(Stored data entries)
BEGIN
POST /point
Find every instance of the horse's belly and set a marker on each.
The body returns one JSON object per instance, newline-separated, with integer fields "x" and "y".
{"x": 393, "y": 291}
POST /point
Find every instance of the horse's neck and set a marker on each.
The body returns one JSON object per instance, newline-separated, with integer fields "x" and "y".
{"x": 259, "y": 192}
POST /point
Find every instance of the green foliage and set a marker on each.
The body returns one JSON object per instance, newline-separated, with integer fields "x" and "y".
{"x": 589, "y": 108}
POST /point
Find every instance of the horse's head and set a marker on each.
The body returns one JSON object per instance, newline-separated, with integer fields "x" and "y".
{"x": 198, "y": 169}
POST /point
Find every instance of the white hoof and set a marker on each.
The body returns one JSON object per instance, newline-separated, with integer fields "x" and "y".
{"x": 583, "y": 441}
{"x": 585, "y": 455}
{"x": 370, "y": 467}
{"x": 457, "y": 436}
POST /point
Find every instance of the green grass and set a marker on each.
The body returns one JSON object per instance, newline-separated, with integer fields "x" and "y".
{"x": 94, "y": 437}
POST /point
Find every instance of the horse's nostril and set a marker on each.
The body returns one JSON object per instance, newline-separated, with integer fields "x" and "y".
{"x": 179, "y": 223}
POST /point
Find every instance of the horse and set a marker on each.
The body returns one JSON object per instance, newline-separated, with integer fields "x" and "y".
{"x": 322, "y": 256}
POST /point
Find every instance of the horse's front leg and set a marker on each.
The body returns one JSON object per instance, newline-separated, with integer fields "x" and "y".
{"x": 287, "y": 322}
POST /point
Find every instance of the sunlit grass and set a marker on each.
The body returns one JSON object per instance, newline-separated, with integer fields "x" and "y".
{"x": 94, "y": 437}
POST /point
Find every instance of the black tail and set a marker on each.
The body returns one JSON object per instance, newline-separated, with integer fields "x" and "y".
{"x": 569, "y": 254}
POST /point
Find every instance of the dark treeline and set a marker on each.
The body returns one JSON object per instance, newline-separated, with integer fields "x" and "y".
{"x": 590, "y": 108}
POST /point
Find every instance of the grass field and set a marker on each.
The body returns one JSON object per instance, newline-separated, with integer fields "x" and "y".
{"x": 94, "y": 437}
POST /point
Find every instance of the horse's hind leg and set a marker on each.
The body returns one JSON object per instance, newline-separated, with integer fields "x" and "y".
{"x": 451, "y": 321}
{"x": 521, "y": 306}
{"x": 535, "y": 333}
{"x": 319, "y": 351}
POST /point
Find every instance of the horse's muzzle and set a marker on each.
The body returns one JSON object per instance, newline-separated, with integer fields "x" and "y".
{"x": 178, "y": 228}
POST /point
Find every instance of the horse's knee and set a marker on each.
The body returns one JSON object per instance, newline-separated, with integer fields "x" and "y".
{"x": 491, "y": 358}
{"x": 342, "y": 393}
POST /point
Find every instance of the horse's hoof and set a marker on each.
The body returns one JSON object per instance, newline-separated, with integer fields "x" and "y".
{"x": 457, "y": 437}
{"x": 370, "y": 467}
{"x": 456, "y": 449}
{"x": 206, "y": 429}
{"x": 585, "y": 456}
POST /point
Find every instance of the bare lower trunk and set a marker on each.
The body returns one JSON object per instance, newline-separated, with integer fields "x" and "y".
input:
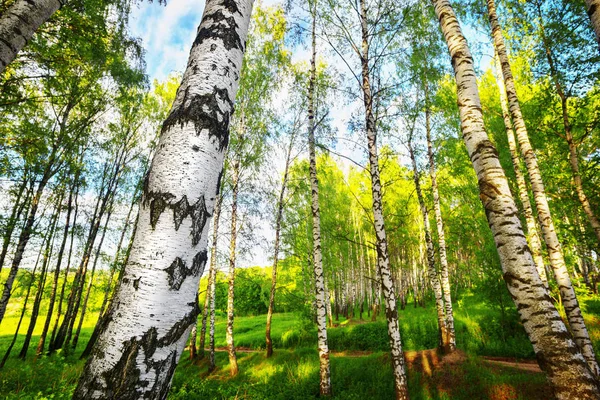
END
Work item
Can you restate all the records above word for word while dropping the pictures?

Exercise solution
POST /point
Find every instance of the horse's belly and set a marker on each.
The body returns one JSON object per instance, newline-separated, with integer fields "x" and "y".
{"x": 393, "y": 291}
POST /point
Find every instance of the horse's neck and set a marker on each.
The body returns one JSON object per instance, newline-separated, with integer fields "x" and "y".
{"x": 259, "y": 192}
POST /point
Find every instance of the green foliage and set a marker on each.
The body returns one JSON object per instance, newline-separated, with integer fields "x" and "y".
{"x": 589, "y": 108}
POST /point
Find every instance of the horse's head and set a marker on each.
The body returns one JSON object per instance, newline-separated, with integer fields "x" and "y".
{"x": 198, "y": 169}
POST /point
Find every instance of the white hoof and set a marker on each.
The body returns one JSON object per instance, newline-separated, with integer fields "x" and "y".
{"x": 583, "y": 441}
{"x": 585, "y": 455}
{"x": 370, "y": 467}
{"x": 457, "y": 436}
POST /point
Find every instance of the green grass and set a marker on each.
The body returns one JSON object per instance, newline-separated, with integer fields "x" and "y".
{"x": 94, "y": 437}
POST /point
Find every instance of the horse's nostril and set a marker on each.
The body returns one JSON object per instance, newline-separated, with integer fields "x" and "y".
{"x": 179, "y": 223}
POST /point
Find every instance of the horse and set a marker on each.
The body returns one JSON object per instance, newline-separated, with integer fields "x" and "y".
{"x": 322, "y": 256}
POST /point
Find every instance of the horse's front leg and set a marker on each.
The body returns one JSON object per instance, newline-separated, with integer fields "x" and "y".
{"x": 287, "y": 322}
POST /point
Find every instance of the sunlit grass and set a marker on each.
The body returns one JSON object per instance, newline-separated, with integer fields "x" and "y".
{"x": 94, "y": 437}
POST /point
Find every instance of the black tail and set a marker on each.
The body returns one JSON object per instance, newline-separated, with integer fields "x" and "y".
{"x": 569, "y": 254}
POST /point
Find every instance of the dark treeline and set a marker on each.
The body returns one JSON object per instance, newline-separated, with integer fields "x" and "y".
{"x": 590, "y": 108}
POST /point
Find every instance of the grass field and set a marker on each.
The body returns one JSON object per instance, newline-separated, with integer fields "x" and "y".
{"x": 94, "y": 437}
POST /point
Find every instance of the horse's hind leg and set a marker on each.
The body returns one JSON object per instance, newline-separated, with integer fields "x" and "y".
{"x": 451, "y": 321}
{"x": 521, "y": 306}
{"x": 535, "y": 333}
{"x": 319, "y": 351}
POST /point
Find every instance of the horse's muzzle and set a marker on each.
The body returns one JSON object per instance, newline-separated, with integer fields "x" and "y".
{"x": 178, "y": 228}
POST /point
Find every instance of the horse's knee and set a marker on each.
The body returns one JSON object per instance, newline-separated, with integer fields "x" and "y".
{"x": 491, "y": 358}
{"x": 342, "y": 393}
POST /point
Find every instance of the horse's hoof and set a marker on each.
The body returns one JSON object per instance, newline-separated, with integer fields "x" and "y".
{"x": 457, "y": 437}
{"x": 370, "y": 467}
{"x": 456, "y": 449}
{"x": 206, "y": 429}
{"x": 585, "y": 456}
POST /point
Find every instance of the bare lower trunk and set a marker on each.
The body returns one JSON object per instance, newline-separated, with integer fields "x" and "y".
input:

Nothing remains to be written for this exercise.